▶ **Given request**
Pick up the passage on Petronius Maximus and the Vandal sack of Rome at its last line and write what comes next.

▶ **Quoted text**
..............................

After gaining control of the royal palace, Maximus consolidated his hold on power by immediately marrying Licinia Eudoxia, the widow of Valentinian.[15] She married him reluctantly, suspecting that he had been involved in the murder of her late husband; and indeed Maximus treated Valentinian III's assassins with considerable favour.[7] The eastern court at Constantinople refused to recognise his accession. To further secure his position Maximus quickly appointed Avitus as magister militum and sent him on a mission to Toulouse to gain the support of the Visigoths.[16] He also proceeded to cancel the betrothal of Licinia's daughter, Eudocia, to Huneric, the son of the Vandal king Geiseric, and marry her to his own son. Again he anticipated that this would further his and his family's imperial credentials. This repudiation infuriated the Vandal king, who only needed the excuse of Licinia's despairing appeal to the Vandal court to begin preparations for the invasion of Italy.[17]

By May, within two months of Maximus gaining the throne, news reached Rome that Geiseric was sailing for Italy. As the news spread, panic gripped the city and many of its inhabitants took to flight.[7] The Emperor, aware that Avitus had not yet returned with the expected Visigothic aid, decided that it was fruitless to mount a defence against the Vandals. So he attempted to organise his escape, urging the Senate to accompany him. However, in the panic, Petronius Maximus was abandoned by his bodyguard and entourage and left to fend for himself.[7]

As Maximus rode out of the city on his own on 31 May 455, he was set upon by an angry mob, which stoned him to death (another account has it that he was killed by "a certain Roman soldier named Ursus").[18] His body was mutilated and flung into the Tiber.[7] He had reigned for only seventy-five days. His son from his first marriage, Palladius, who had held the title of caesar between 17 March and 31 May, and who had married his stepsister Eudocia, was probably executed.[7][19]

Aftermath

A depiction of the sack of Rome by the Vandals

On 2 June 455, three days after Maximus' death, Geiseric captured the city of Rome and sacked it for two weeks. Amidst the pillaging and looting of the city, and in response to the pleas of Pope Leo I, the Vandals are said to have refrained from arson, torture, and murder.[20] Such modern historians as John Henry Haaren state that temples, public buildings, private houses and even the emperor's palace were destroyed. The Vandals also shipped many boatloads of Romans to North Africa as slaves, destroyed works of art and killed a number of citizens. The Vandals' activities during the sack gave rise to the modern term vandalism.[21] Geiseric also carried away the empress Licinia Eudoxia and her daughters Placidia and Eudocia.[22]

See also

  • Ancient Rome: The Rise and Fall of an Empire

References

  1. Drinkwater & Elton 2002, pp. 118, 120.

..............................

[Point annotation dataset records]
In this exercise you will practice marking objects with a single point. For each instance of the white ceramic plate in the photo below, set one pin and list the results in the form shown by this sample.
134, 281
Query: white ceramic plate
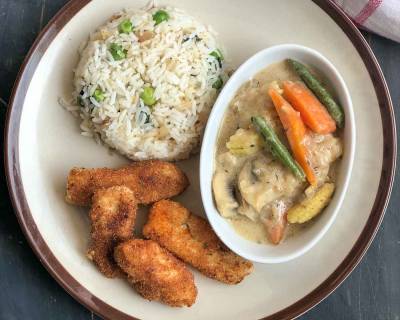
43, 142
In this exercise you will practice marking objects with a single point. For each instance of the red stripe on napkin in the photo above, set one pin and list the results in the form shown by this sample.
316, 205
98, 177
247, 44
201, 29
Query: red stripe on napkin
366, 12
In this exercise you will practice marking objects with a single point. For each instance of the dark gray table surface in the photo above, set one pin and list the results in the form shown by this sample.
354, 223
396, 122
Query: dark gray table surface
27, 291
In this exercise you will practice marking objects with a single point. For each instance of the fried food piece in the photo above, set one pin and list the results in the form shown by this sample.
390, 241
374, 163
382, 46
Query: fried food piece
150, 181
191, 239
112, 216
155, 273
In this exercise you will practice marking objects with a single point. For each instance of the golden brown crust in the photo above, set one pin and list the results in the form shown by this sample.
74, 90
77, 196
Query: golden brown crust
150, 181
191, 239
112, 217
155, 273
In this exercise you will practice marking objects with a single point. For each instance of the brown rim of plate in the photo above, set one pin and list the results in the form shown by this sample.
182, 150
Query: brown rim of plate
80, 293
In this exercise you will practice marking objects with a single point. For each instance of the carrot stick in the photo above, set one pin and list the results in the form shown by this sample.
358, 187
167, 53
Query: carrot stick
313, 113
295, 132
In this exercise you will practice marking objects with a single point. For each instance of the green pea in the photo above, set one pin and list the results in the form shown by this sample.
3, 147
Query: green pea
117, 52
160, 16
125, 26
98, 95
148, 96
218, 83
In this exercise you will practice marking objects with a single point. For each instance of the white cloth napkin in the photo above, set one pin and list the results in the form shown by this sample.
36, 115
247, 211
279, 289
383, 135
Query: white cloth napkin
379, 16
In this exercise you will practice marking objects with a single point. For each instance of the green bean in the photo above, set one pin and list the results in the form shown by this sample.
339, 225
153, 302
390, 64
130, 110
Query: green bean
160, 16
276, 147
334, 109
148, 96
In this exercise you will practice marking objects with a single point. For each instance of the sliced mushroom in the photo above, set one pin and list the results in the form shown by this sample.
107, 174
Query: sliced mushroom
245, 209
223, 194
224, 182
262, 181
254, 192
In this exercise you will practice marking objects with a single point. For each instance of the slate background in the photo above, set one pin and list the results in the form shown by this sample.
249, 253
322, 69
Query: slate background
27, 291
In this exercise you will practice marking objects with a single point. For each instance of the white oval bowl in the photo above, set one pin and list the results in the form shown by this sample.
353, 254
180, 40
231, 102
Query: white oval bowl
303, 241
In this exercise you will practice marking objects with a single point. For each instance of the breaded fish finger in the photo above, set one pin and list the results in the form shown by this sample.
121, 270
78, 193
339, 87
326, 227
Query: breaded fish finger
155, 273
112, 217
191, 239
150, 181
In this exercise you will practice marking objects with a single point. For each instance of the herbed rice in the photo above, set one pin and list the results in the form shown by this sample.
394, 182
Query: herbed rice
175, 60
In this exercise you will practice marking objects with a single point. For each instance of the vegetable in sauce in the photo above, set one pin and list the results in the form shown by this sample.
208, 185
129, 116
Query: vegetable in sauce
320, 91
277, 148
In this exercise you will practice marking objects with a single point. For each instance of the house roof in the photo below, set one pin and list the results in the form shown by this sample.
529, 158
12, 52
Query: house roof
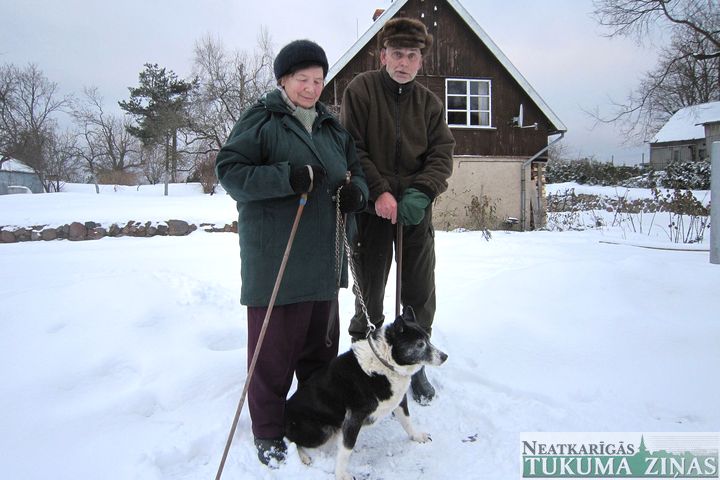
13, 165
687, 123
481, 34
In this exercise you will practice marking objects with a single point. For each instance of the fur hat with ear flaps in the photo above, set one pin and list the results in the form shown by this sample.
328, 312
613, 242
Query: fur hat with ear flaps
405, 33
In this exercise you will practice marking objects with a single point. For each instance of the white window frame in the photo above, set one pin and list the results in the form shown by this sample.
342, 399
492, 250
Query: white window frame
468, 110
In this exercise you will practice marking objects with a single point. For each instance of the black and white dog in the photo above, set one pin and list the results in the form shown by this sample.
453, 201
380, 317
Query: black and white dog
360, 387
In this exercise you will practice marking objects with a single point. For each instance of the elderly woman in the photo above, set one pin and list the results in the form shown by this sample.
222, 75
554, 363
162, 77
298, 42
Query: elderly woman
286, 145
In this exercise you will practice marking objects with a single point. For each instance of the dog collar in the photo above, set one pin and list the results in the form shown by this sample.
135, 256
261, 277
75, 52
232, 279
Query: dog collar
377, 355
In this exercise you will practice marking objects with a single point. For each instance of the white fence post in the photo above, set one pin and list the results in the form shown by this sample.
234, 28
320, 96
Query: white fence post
715, 203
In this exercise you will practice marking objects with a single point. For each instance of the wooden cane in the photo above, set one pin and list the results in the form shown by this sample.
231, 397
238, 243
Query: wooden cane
398, 273
263, 329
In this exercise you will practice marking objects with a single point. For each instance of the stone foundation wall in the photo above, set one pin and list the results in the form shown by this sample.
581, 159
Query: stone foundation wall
78, 231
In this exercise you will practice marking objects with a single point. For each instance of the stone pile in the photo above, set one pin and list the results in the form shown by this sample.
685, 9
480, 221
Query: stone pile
78, 231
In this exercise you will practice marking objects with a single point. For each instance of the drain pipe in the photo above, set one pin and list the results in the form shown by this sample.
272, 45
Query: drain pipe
523, 187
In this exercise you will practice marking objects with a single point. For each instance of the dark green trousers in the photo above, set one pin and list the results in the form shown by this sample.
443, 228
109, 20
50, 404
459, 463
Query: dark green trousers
373, 255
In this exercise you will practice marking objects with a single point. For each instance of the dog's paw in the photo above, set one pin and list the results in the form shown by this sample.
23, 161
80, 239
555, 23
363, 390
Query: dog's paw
304, 457
421, 437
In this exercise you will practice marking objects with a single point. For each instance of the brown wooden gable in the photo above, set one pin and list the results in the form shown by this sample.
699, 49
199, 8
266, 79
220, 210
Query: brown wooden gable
458, 52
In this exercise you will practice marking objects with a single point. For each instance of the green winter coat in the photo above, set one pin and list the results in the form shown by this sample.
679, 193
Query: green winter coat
254, 168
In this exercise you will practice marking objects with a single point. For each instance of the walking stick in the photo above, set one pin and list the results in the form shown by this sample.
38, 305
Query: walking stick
398, 273
263, 329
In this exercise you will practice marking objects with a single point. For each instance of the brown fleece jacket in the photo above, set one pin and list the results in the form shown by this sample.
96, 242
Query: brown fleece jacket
400, 133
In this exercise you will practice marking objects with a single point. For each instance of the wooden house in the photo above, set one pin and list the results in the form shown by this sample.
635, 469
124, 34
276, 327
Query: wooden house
16, 177
500, 123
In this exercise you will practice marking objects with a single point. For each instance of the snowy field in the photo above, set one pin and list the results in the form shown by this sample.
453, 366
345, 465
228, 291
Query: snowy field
124, 358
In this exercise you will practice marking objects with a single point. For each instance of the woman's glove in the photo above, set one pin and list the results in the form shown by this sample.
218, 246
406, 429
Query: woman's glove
351, 199
412, 205
303, 178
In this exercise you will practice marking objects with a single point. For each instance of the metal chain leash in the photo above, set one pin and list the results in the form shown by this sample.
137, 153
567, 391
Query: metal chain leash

..............................

▶ **Response to this task**
  2. Drinkwater & Elton 2002, p. 117.
  3. Drinkwater & Elton 2002, p. 120.
  4. Drinkwater & Elton 2002, p. 112.
  5. Cameron, Alan (1985). "Polyonomy in the Late Roman Aristocracy: The Case of Petronius Probus". Journal of Roman Studies. 75: 178–181. doi:10.2307/300658. JSTOR 300658.
  6. Jones & Martindale 1992, vol. 1 p. 737 (1971 ed.).
  7. Mathisen 1999.
  8. Jones & Martindale 1992, p. 750.
  9. Norwich 1990, p. 160.
  10. Kazhdan 1991, p. 1600.
  11. Richardson, jr, Lawrence (1992). A New Topographical Dictionary of Ancient Rome. Baltimore, MD: The Johns Hopkins University Press. p. 169. ISBN 978-0-8018-4300-6. Retrieved 1 June 2020.
  12. John of Antioch, fragments 200–201; translated in C.D. Gordon, The Age of Attila: Fifth-Century Byzantium and the Barbarians (Ann Arbor, 1960), pp. 51ff
  13. Gibbon 1776, chapter 35.
  14. Cameron, Ward-Perkins & Whitby 2001, p. 473.
  15. Jones & Martindale 1992, p. 751.
  16. Cameron, Ward-Perkins & Whitby 2001, p. 20.
  17. Cameron, Ward-Perkins & Whitby 2001, p. 125.
  18. Browne 1859, p. 350.
  19. Cameron, Ward-Perkins & Whitby 2001, p. 21.
  20. Hughes 2017, p. 140.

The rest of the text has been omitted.